▶ **JOB**:
Reproduce the records below verbatim, line by line and in their original order.

┌────────

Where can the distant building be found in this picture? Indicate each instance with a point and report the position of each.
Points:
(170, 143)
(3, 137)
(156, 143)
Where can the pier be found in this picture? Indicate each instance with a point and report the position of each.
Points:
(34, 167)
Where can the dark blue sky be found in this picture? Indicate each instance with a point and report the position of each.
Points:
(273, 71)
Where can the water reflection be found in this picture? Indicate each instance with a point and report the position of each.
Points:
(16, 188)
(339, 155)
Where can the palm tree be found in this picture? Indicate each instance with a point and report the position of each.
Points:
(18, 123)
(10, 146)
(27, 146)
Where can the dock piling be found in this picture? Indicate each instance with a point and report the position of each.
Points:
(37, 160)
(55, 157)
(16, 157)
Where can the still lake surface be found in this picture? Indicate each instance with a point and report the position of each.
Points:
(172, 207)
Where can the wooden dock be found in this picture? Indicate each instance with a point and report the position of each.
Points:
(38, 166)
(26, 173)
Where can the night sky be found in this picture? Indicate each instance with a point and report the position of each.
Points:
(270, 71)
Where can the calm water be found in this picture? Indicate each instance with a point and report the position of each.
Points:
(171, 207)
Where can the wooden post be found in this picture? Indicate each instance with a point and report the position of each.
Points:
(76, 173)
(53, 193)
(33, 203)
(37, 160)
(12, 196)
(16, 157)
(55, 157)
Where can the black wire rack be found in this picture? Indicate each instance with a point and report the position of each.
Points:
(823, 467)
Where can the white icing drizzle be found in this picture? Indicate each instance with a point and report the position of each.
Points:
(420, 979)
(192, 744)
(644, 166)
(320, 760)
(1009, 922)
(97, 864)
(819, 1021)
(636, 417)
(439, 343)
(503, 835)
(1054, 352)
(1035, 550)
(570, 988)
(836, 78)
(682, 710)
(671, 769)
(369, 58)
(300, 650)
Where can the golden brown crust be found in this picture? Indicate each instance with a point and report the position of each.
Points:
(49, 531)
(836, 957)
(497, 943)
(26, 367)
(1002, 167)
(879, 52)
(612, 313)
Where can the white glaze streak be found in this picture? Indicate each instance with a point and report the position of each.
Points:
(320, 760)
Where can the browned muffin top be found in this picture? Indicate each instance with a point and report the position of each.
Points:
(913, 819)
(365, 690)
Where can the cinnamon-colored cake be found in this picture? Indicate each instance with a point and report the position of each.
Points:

└────────

▶ **TASK RESULT**:
Where can the distant building be found in this picture? Indicate each instance with a point and report the position of each.
Points:
(170, 143)
(3, 137)
(156, 143)
Where can the pier be found in this picture? Indicate each instance with a point and report the position of each.
Points:
(34, 167)
Where can the dark blue sky be found in this picture? Indicate each instance with a point and report the position of each.
Points:
(273, 71)
Where can the water reflection be found in this picture? Indicate each instance with a point and report the position of each.
Points:
(16, 188)
(339, 155)
Where can the palm tree be found in this picture? Indicate each instance with a point and report the position of each.
Points:
(18, 123)
(10, 146)
(27, 146)
Where can the dock piling be found in this picture? Indicate each instance with a point and report the position of each.
Points:
(37, 160)
(55, 157)
(16, 157)
Where can the still lake surface be found in this picture? Indicate each instance with a point and report the position of each.
Points:
(172, 207)
Where can the wooden dock be found in this picture? Indicate each instance with a point and report the position of each.
Points:
(38, 166)
(26, 173)
Where can the night sky be found in this picture? Indicate each instance with a point and report the position of each.
Points:
(270, 71)
Where can the calm water be found in this picture? Indicate each instance with a point and report the position of each.
Points:
(171, 207)
Where can the wooden post be found in this picture? Indicate each instance with a point and report the position of each.
Points:
(76, 173)
(53, 193)
(33, 203)
(37, 160)
(12, 196)
(16, 157)
(55, 157)
Where can the black wire rack be found in this picture? Indicate each instance with a point and report the position of each.
Points:
(823, 467)
Where can the white icing drizzle be found in this picture? Indicate each instance with a point and report the position of each.
Points:
(420, 979)
(192, 744)
(644, 166)
(320, 760)
(1009, 922)
(97, 864)
(819, 1021)
(636, 417)
(439, 343)
(503, 835)
(1054, 352)
(1035, 550)
(570, 988)
(836, 78)
(682, 710)
(671, 769)
(369, 58)
(300, 650)
Where can the golden brown crust be found in this picture? Indicate each instance with a point and report the position of each.
Points:
(49, 531)
(836, 957)
(497, 943)
(26, 367)
(1002, 167)
(879, 52)
(612, 313)
Where can the white glaze streak be found in this picture? Indicate each instance with a point and report the position of each.
Points:
(320, 760)
Where can the browned muffin top be found in this picture? Indicate each instance with a point and report the position of each.
Points:
(913, 819)
(365, 690)
Where can the cinnamon-colored cake be found in this picture? Indicate each instance with a point and report the position of each.
Points:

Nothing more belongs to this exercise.